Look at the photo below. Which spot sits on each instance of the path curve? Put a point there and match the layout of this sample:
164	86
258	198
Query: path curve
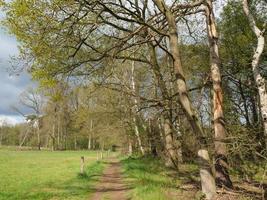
111	184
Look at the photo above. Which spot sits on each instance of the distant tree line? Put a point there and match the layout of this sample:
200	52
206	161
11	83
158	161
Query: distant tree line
166	78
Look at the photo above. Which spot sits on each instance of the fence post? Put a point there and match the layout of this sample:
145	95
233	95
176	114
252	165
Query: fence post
82	164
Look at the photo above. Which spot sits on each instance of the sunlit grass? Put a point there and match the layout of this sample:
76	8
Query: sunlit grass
47	175
149	179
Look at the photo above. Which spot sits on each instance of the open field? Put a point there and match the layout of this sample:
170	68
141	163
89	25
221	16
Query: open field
47	175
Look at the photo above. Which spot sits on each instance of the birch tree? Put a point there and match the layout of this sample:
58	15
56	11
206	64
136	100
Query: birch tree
259	79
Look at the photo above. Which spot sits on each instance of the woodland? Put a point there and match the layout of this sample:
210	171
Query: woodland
183	81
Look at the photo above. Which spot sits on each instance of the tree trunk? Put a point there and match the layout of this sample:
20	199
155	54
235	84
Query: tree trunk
208	189
260	81
130	147
90	135
221	163
135	110
172	156
1	136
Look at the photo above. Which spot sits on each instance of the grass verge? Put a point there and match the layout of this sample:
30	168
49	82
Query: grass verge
47	175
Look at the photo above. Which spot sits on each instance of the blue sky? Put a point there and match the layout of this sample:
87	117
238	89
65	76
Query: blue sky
11	85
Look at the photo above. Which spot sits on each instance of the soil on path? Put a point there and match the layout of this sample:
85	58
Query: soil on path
111	184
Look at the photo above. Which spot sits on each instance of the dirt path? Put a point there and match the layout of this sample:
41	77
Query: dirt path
111	184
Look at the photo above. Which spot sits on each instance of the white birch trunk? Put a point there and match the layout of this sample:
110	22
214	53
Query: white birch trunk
135	110
260	81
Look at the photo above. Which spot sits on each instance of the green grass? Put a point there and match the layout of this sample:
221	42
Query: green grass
149	179
44	175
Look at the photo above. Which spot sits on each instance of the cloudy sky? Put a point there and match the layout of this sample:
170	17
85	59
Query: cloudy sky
11	86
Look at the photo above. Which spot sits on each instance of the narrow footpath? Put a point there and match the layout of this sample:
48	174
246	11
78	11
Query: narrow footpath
111	186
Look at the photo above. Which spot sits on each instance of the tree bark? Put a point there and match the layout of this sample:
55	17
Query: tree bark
221	163
171	150
135	110
208	189
90	135
260	80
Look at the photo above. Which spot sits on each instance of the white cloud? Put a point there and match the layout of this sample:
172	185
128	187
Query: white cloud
11	119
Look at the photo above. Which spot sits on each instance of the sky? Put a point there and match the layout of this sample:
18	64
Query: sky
11	85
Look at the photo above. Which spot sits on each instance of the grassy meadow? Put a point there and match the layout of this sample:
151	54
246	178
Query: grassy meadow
41	175
150	180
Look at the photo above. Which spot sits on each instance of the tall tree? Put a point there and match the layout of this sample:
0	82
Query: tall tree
221	163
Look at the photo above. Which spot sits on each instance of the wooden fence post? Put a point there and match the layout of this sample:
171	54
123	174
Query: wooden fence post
82	164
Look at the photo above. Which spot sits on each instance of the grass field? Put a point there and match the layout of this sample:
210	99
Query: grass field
150	180
44	175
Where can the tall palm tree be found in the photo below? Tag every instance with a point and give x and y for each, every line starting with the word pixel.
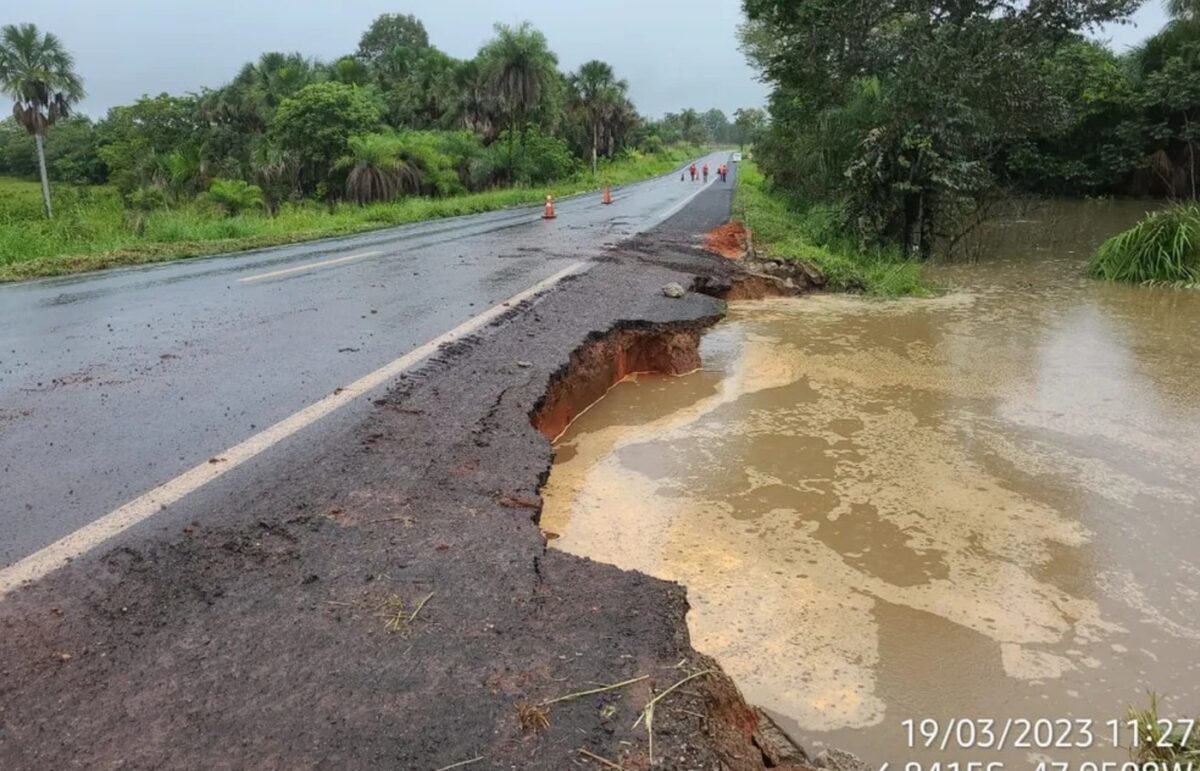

## DIRECTIONS FOR THIS TASK
Reproduce the material from the line containing "the grass field?" through the end of the material, keeping every line, and offset each coordinate in the answers by adding 4. Leave the pictures out.

## COMPLETED TASK
Look at the photo above. Which spot sits on each instance of the grass field? Put a point there and match the layout of this sample:
210	99
Query: grass field
154	184
48	179
Where can the tall palm tree be found in the photo below? Tag every instance with a point and give x and y for each, every line starting with the word pixel.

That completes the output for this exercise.